▶ _Problem requirements_: Everything in the entries except the pictures should be repeated exactly.

▶ _Provided records_:
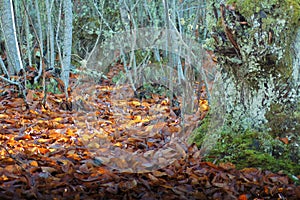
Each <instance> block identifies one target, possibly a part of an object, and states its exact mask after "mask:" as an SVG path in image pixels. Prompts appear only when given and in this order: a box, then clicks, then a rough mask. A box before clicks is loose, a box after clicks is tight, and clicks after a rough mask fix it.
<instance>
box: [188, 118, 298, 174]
mask: <svg viewBox="0 0 300 200" xmlns="http://www.w3.org/2000/svg"><path fill="white" fill-rule="evenodd" d="M229 130H230V129H229V128H228V129H227V130H226V129H224V130H223V131H222V132H221V137H220V138H219V139H218V142H217V143H216V145H215V146H214V148H213V149H212V150H211V151H210V152H209V155H207V158H206V160H207V161H215V160H216V159H217V162H231V163H234V164H235V165H236V167H237V168H238V169H243V168H247V167H256V168H261V169H263V170H270V171H273V172H278V171H284V172H285V173H287V174H296V175H298V174H300V166H299V163H297V161H294V160H293V159H291V154H290V153H291V152H290V148H289V146H288V145H285V144H284V143H282V142H281V141H279V140H278V139H274V138H273V137H272V136H271V135H270V134H269V133H261V132H257V131H250V130H247V131H245V132H244V133H233V132H231V131H229ZM205 131H207V122H205V123H203V124H202V126H200V127H199V128H198V129H197V130H196V132H195V135H194V137H193V140H194V142H195V143H196V144H197V145H199V146H201V145H202V144H203V143H204V142H205V141H203V138H204V137H203V136H204V135H205Z"/></svg>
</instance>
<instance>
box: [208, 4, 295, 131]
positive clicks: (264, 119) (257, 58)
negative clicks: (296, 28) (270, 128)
mask: <svg viewBox="0 0 300 200" xmlns="http://www.w3.org/2000/svg"><path fill="white" fill-rule="evenodd" d="M262 1H263V0H262ZM218 2H219V1H217V0H215V1H211V2H210V3H211V9H212V10H215V11H217V12H214V13H215V14H214V15H211V16H210V18H209V20H210V23H211V22H214V23H215V24H214V25H212V26H211V27H210V31H211V35H212V38H214V39H212V38H211V40H210V42H211V43H213V46H214V49H215V53H216V54H217V56H218V63H219V66H220V68H221V74H222V79H223V86H224V95H225V98H224V101H223V103H224V105H225V108H226V116H224V117H225V120H226V125H227V126H228V127H230V128H232V129H233V130H236V131H237V132H240V131H243V130H247V129H256V130H266V129H267V127H268V126H266V123H267V122H268V121H267V119H266V117H265V115H266V113H267V112H268V111H269V110H270V107H271V105H272V104H274V103H276V104H277V103H278V104H281V105H284V104H287V103H290V102H295V101H298V100H299V37H300V36H299V34H300V33H299V32H298V35H297V37H295V35H296V34H295V31H289V32H287V31H286V27H288V26H291V25H293V26H295V25H296V24H297V23H298V21H297V20H296V21H290V19H291V18H292V17H291V16H286V15H284V16H282V17H280V15H279V16H278V13H280V12H283V9H285V6H284V5H282V6H281V7H279V8H277V7H276V8H274V9H276V10H272V9H273V8H272V5H271V3H266V4H263V3H262V4H261V5H260V7H259V6H258V7H257V9H256V10H257V12H256V13H252V14H249V13H248V15H246V14H245V16H243V15H242V14H241V13H240V12H239V11H240V10H237V8H236V7H235V4H233V5H231V4H229V5H223V4H220V3H218ZM241 6H247V5H243V4H242V3H241V4H240V7H239V8H240V9H241V10H243V9H244V10H245V9H246V8H243V9H242V8H241ZM248 6H249V5H248ZM249 7H251V6H249ZM249 12H250V11H249ZM295 12H296V11H295ZM212 13H213V12H212ZM245 13H246V12H245ZM290 15H293V13H292V12H291V14H290ZM219 22H221V23H219ZM297 25H298V27H299V24H297ZM291 30H295V29H294V27H293V28H291ZM293 41H295V42H293ZM292 47H294V51H295V53H294V57H293V55H291V53H290V48H292ZM291 60H292V61H293V63H294V64H292V62H291Z"/></svg>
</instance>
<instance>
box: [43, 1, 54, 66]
mask: <svg viewBox="0 0 300 200" xmlns="http://www.w3.org/2000/svg"><path fill="white" fill-rule="evenodd" d="M45 2H46V10H47V32H48V33H47V41H48V42H47V43H48V45H47V50H48V54H49V68H50V69H53V68H54V59H55V53H54V31H53V26H52V19H51V13H52V8H51V6H50V4H49V0H46V1H45Z"/></svg>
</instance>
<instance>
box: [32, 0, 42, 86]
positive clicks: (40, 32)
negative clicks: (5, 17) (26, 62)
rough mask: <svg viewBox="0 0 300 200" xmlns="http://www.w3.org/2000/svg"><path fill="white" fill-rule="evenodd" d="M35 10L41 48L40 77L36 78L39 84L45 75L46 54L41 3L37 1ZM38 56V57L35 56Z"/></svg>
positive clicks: (38, 75)
mask: <svg viewBox="0 0 300 200" xmlns="http://www.w3.org/2000/svg"><path fill="white" fill-rule="evenodd" d="M34 4H35V10H36V16H37V31H38V37H39V38H38V40H39V47H40V51H39V53H40V66H39V72H38V75H37V76H36V77H35V78H34V81H35V82H37V81H38V79H39V78H40V77H41V75H42V73H43V57H44V55H43V52H44V44H43V41H44V39H43V29H42V22H41V15H40V8H39V1H38V0H35V1H34ZM35 56H36V55H35Z"/></svg>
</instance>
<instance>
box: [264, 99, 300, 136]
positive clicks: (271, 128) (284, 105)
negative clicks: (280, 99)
mask: <svg viewBox="0 0 300 200" xmlns="http://www.w3.org/2000/svg"><path fill="white" fill-rule="evenodd" d="M266 118H267V120H268V127H269V129H270V133H271V135H272V136H273V137H274V138H275V137H287V136H290V137H292V136H293V137H294V138H295V137H296V136H297V135H298V134H299V130H300V102H298V103H296V104H292V103H288V104H285V105H283V104H279V103H274V104H272V105H271V107H270V110H269V111H268V112H267V113H266Z"/></svg>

▶ _Task result_:
Each <instance> block identifies one target, possibly a part of an object, and states its exact mask after "mask:" as an SVG path in image pixels. Prompts appear only when given and in this order: a box, then clicks, then a rough mask. A box before clicks is loose, a box after clicks is tight, and clicks after a rough mask fix it.
<instance>
box: [188, 118, 298, 174]
mask: <svg viewBox="0 0 300 200" xmlns="http://www.w3.org/2000/svg"><path fill="white" fill-rule="evenodd" d="M229 130H230V129H229V128H228V129H227V130H226V129H224V130H223V131H222V132H221V137H220V138H219V139H218V142H217V143H216V145H215V146H214V148H213V149H212V150H211V151H210V152H209V155H207V158H206V160H207V161H215V160H216V159H217V162H231V163H234V164H235V165H236V167H237V168H238V169H243V168H247V167H256V168H261V169H263V170H270V171H273V172H278V171H284V172H285V173H287V174H296V175H298V174H300V166H299V163H297V161H294V160H293V159H291V154H290V153H291V152H290V148H289V146H288V145H285V144H284V143H282V142H281V141H279V140H278V139H274V138H273V137H272V136H271V135H270V134H269V133H261V132H257V131H250V130H247V131H245V132H244V133H233V132H231V131H229ZM205 131H207V122H205V123H203V124H202V126H200V127H199V128H198V129H197V130H196V132H195V135H194V137H193V140H194V142H195V143H196V144H197V145H199V146H201V145H202V144H203V143H204V142H205V141H203V138H204V137H203V136H204V135H205Z"/></svg>
</instance>
<instance>
box: [208, 4, 295, 131]
positive clicks: (264, 119) (257, 58)
negative clicks: (296, 28) (270, 128)
mask: <svg viewBox="0 0 300 200" xmlns="http://www.w3.org/2000/svg"><path fill="white" fill-rule="evenodd" d="M262 1H263V0H262ZM218 2H219V1H217V0H215V1H211V2H210V3H211V9H212V10H215V11H217V12H214V13H215V14H214V15H211V16H210V18H209V20H210V23H211V22H214V23H215V24H214V25H212V26H211V27H210V31H211V35H212V38H214V39H212V38H211V40H210V42H211V43H213V46H214V49H215V53H216V54H217V56H218V63H219V66H220V68H221V74H222V79H223V86H224V95H225V98H224V101H223V103H224V105H225V108H226V116H224V117H225V120H226V125H227V126H228V127H230V128H232V129H233V130H236V131H237V132H240V131H243V130H247V129H256V130H266V129H267V127H268V126H266V123H267V122H268V121H267V119H266V117H265V115H266V113H267V112H268V111H269V110H270V107H271V105H272V104H274V103H276V104H277V103H278V104H281V105H284V104H287V103H290V102H295V101H298V100H299V37H300V36H299V34H300V33H299V32H298V35H297V37H295V35H296V34H295V31H289V32H287V31H286V27H288V26H291V25H293V26H295V25H296V24H297V23H298V21H297V20H296V21H290V19H291V18H292V17H291V16H286V15H284V16H282V17H280V15H279V16H278V13H280V12H283V9H285V6H284V5H282V6H281V7H279V8H277V7H276V8H274V9H276V10H272V9H273V8H272V5H271V3H266V4H263V3H262V4H261V5H260V7H259V6H258V7H257V9H256V10H257V12H256V13H252V14H249V13H248V15H246V14H245V16H243V15H242V14H241V13H240V12H239V11H240V10H237V8H236V7H235V4H233V5H231V4H229V5H223V4H220V3H218ZM241 6H247V5H243V4H242V3H241V4H240V7H239V8H240V9H241V10H243V9H244V10H245V9H246V8H243V9H242V8H241ZM248 6H249V5H248ZM249 7H251V6H249ZM249 12H250V11H249ZM295 12H296V11H295ZM212 13H213V12H212ZM245 13H246V12H245ZM290 15H293V13H292V12H291V14H290ZM219 22H221V23H219ZM297 25H298V27H299V24H297ZM291 30H295V29H294V27H293V28H291ZM293 41H295V42H293ZM292 47H294V51H295V53H294V57H293V55H291V53H290V48H292ZM291 60H292V61H293V63H294V64H292V62H291Z"/></svg>
</instance>
<instance>
box: [43, 1, 54, 66]
mask: <svg viewBox="0 0 300 200" xmlns="http://www.w3.org/2000/svg"><path fill="white" fill-rule="evenodd" d="M45 2H46V10H47V32H48V33H47V41H48V42H47V43H48V45H47V50H48V54H49V68H50V69H53V68H54V59H55V53H54V31H53V26H52V19H51V13H52V8H51V6H50V4H49V0H46V1H45Z"/></svg>
</instance>
<instance>
box: [32, 0, 42, 86]
positive clicks: (40, 32)
negative clicks: (5, 17) (26, 62)
rough mask: <svg viewBox="0 0 300 200" xmlns="http://www.w3.org/2000/svg"><path fill="white" fill-rule="evenodd" d="M35 10L41 48L40 77L36 78L39 84L45 75L46 54L41 3L37 1ZM38 56V57L35 56Z"/></svg>
positive clicks: (38, 75)
mask: <svg viewBox="0 0 300 200" xmlns="http://www.w3.org/2000/svg"><path fill="white" fill-rule="evenodd" d="M34 4H35V10H36V16H37V31H38V37H39V38H38V40H39V47H40V51H39V53H40V66H39V72H38V75H37V76H36V77H35V78H34V81H35V82H37V81H38V79H39V78H40V77H41V75H42V73H43V57H44V55H43V52H44V44H43V41H44V39H43V29H42V22H41V15H40V8H39V1H38V0H35V1H34ZM35 56H36V55H35Z"/></svg>
</instance>
<instance>
box: [264, 99, 300, 136]
positive clicks: (271, 128) (284, 105)
negative clicks: (280, 99)
mask: <svg viewBox="0 0 300 200" xmlns="http://www.w3.org/2000/svg"><path fill="white" fill-rule="evenodd" d="M266 118H267V120H268V127H269V129H270V133H271V135H272V136H273V137H274V138H275V137H287V136H290V137H292V136H293V137H294V138H295V137H296V136H297V135H298V134H299V130H300V102H298V103H296V104H292V103H288V104H285V105H283V104H279V103H274V104H272V105H271V107H270V110H269V111H268V112H267V113H266Z"/></svg>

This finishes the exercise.